__练习要求__
1: NTT笔记中,[SDOI 2015]序列统计一题的指标要对什么取模?
2: 接着NTT笔记最后一句往下续写。

__原文摘录__
===

[快速数论变换 NTT]

先粘一个模板。这是求高精度乘法的

#include <bits/stdc++.h>
#define maxn 1010
using namespace std;

char s[maxn];

typedef long long ll;
ll A[maxn], B[maxn];

const int md = 998244353, G = 3;

int n;

ll power_mod(ll a, ll b){
	ll ret = 1;
	while(b > 0){
		if(b & 1)ret = ret * a % md;
		b >>= 1;
		a = a * a % md;
	}return ret;
}

void NTT(ll A[], int n, int type){
	for(int i = 0, j = 0; i < n; i ++){
		if(i < j)swap(A[i], A[j]);
		for(int t = n >> 1; (j ^= t) < t; t >>= 1);
	}

	for(int k = 2; k <= n; k <<= 1){
		ll wn = type > 0 ? power_mod(G, (md - 1) / k) : power_mod(G, (md - 1) - (md - 1) / k);
		for(int i = 0; i < n; i += k){
			ll w = 1;
			for(int j = 0; j < k >> 1; j ++){
				ll T = w * A[i+j+(k>>1)] % md;
				A[i+j+(k>>1)] = (A[i+j] - T) % md;
				A[i+j] = (A[i+j] + T) % md;
				w = w * wn % md;
			}
		}
	}

	if(type < 0){
		ll inv = power_mod(n, md - 2);
		for(int i = 0; i < n; i ++)
		    A[i] = A[i] * inv % md;
	}
}

int main(){
	freopen("mul.in", "r", stdin);
	freopen("mul.out", "w", stdout);
	scanf("%s", s);
	int n1 = strlen(s);
	for(int i = n1 - 1; ~i; i --)
		A[n1-i-1] = s[i] ^ 48;
    scanf("%s", s);
	int n2 = strlen(s);
	for(int i = n2 - 1; ~i; i --)
		B[n2-i-1] = s[i] ^ 48;
	for(n = 1; n <= n1 + n2; n <<= 1);
	NTT(A, n, 1), NTT(B, n, 1);
	for(int i = 0; i < n; i ++)
	    A[i] = A[i] * B[i] % md;
	NTT(A, n, -1);
	for(int i = 0; i < n; i ++){
		A[i] = (A[i] + md) % md;
		A[i+1] += A[i] / 10, A[i] %= 10;
	}
	while(n && A[n] == 0) n --;
	for(int i = n; i >= 0; i --)
	    printf("%lld", A[i]);
	return 0;
}

[SDOI 2015]序列统计

取指标变成加法问题,构造生成函数F(x),F(x)的n次方就是答案。

注意指标要mod M-1

还有注意0的问题,如果x!=0就不用管数据中的0,否则需要两种情况求和(然而数据中x并不等于0我就没写)

===

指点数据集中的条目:
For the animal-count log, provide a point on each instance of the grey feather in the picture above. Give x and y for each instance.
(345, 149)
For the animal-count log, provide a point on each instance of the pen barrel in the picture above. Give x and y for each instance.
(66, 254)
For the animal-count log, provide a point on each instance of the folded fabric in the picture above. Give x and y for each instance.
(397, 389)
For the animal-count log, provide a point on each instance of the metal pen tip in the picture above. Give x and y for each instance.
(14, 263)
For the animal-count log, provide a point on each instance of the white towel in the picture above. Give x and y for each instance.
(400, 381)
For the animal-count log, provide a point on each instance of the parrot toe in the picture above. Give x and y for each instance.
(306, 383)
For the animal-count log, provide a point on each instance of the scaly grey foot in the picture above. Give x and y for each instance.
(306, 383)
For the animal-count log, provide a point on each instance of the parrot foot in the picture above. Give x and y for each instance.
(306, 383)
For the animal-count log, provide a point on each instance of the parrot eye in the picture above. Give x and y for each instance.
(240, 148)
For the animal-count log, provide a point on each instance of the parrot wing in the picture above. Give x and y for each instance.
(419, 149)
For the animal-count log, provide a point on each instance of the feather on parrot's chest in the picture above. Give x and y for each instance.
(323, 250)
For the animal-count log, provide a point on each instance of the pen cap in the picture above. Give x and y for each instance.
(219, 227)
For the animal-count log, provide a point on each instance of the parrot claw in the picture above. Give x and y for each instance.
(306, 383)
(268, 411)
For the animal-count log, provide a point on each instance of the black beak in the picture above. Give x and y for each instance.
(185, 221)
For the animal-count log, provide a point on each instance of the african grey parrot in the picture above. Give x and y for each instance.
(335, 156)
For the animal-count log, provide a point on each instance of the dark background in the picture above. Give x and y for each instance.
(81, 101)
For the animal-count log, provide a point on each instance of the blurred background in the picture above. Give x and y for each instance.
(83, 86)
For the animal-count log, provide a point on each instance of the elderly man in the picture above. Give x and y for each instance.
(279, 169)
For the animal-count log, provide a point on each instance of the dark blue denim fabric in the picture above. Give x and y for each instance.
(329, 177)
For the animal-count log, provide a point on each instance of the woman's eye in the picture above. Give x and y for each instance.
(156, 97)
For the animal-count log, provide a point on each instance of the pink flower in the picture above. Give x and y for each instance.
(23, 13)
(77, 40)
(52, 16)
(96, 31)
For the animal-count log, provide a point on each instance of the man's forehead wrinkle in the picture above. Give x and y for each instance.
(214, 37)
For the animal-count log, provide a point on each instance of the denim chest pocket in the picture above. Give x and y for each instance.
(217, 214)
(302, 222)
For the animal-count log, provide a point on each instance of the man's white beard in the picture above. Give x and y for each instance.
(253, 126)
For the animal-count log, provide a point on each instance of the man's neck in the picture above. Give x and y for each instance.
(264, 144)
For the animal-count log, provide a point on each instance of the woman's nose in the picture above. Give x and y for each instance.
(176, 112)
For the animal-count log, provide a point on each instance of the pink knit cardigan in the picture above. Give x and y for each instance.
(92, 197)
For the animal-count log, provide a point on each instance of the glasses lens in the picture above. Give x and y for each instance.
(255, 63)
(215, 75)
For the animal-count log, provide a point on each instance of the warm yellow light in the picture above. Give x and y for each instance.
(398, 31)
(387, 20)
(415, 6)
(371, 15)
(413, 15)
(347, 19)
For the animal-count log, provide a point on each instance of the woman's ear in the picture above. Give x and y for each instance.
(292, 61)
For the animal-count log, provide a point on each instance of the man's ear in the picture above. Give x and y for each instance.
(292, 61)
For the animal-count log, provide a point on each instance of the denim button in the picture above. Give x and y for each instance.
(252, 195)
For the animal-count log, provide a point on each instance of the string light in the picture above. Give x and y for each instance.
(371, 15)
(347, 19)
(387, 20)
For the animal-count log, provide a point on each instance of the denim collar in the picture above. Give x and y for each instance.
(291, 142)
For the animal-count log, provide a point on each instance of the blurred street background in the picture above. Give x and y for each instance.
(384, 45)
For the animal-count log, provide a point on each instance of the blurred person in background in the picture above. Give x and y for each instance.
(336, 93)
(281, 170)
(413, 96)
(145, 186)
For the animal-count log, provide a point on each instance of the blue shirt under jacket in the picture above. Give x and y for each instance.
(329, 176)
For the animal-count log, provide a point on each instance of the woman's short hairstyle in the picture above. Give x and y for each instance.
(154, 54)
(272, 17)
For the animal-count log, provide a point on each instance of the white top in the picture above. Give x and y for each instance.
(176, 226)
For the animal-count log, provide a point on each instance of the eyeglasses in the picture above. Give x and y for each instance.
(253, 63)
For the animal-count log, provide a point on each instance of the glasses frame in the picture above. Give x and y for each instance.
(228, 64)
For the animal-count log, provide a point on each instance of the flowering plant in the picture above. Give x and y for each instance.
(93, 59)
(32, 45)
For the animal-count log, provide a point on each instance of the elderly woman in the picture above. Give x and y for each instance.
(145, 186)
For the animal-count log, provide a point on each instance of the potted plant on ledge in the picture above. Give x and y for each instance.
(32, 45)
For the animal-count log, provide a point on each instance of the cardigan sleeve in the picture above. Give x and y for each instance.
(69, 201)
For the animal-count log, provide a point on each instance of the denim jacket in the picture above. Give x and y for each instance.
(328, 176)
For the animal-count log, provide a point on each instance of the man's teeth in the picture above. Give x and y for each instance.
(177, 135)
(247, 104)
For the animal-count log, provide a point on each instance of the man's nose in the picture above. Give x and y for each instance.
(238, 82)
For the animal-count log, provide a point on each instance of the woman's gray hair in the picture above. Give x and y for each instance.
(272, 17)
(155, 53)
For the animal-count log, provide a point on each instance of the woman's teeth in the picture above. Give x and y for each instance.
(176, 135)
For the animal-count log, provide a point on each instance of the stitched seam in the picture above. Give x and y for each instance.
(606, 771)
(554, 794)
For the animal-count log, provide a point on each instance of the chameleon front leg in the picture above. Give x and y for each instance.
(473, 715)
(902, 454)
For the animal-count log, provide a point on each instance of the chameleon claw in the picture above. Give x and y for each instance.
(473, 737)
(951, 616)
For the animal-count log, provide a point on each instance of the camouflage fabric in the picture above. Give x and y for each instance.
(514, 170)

===

__各题答案__
1: 指标要对M-1取模。

2:
#include <algorithm>
#include <iostream>
#include <cstring>
#include <cstdio>
#include <cmath>
#define maxn 50010
using namespace std;
typedef long long ll;
const int md = 1004535809, G = 3;

int N, M, X, S, a[maxn], Log[maxn], n;
ll F[maxn], H[maxn], ret[maxn];

int p[maxn], primes, vis[maxn];

ll power_mod(ll a, ll b, ll md){
	ll ret = 1;
	while(b > 0){
		if(b & 1) ret = ret * a % md;
		b >>= 1;
		a = a * a % md;
	}return ret;
}

void pre_prime(){
	int n = 20000;
	for(int i = 2; i <= n; i ++){
		if(!vis[i])p[++ primes] = i;
		for(int j = 1; j <= primes; j ++){
			if(i * p[j] > n)break;
			vis[i * p[j]] = true;
			if(i % p[j] == 0)break;
		}
	}
}

int getG(int M){
	pre_prime();
	int ret = 2;
	for(; ; ret ++){
		bool flag = true;
		for(int i = 1; i <= primes; i ++){
			if(M-1 < p[i])break;
			if((M-1) % p[i] == 0){
				if(power_mod(ret, (M - 1) / p[i], M) == 1){
					flag = false;
					break;
				}
			}
		}
		if(flag)return ret;
	}
}

void NTT(ll A[], int n, int type){
	for(int i = 0, j = 0; i < n; i ++){
		if(i > j)swap(A[i], A[j]);
		for(int t = n >> 1; (j ^= t) < t; t >>= 1);
	}
	
	for(int k = 2; k <= n; k <<= 1){
		ll wn = type > 0 ? power_mod(G, (md-1)/k, md) : power_mod(G, md-1-(md-1)/k, md);
		for(int i = 0; i < n; i += k){
			ll w = 1;
			for(int j = 0; j < k >> 1; j ++){
				ll T = w * A[i+j+(k>>1)];
				A[i+j+(k>>1)] = (A[i+j] - T + md) % md;
				A[i+j] = (A[i+j] + T) % md;
				w = w * wn % md;
			}
		}
	}
	
	if(type < 0){
		ll inv = power_mod(n, md - 2, md);
		for(int i = 0; i < n; i ++)
			A[i] = A[i] * inv % md;
	}
}

void CF(ll A[]){
	for(int i = 0; i < n; i ++)H[i] = F[i];
	NTT(A, n, 1), NTT(H, n, 1);
	for(int i = 0; i < n; i ++)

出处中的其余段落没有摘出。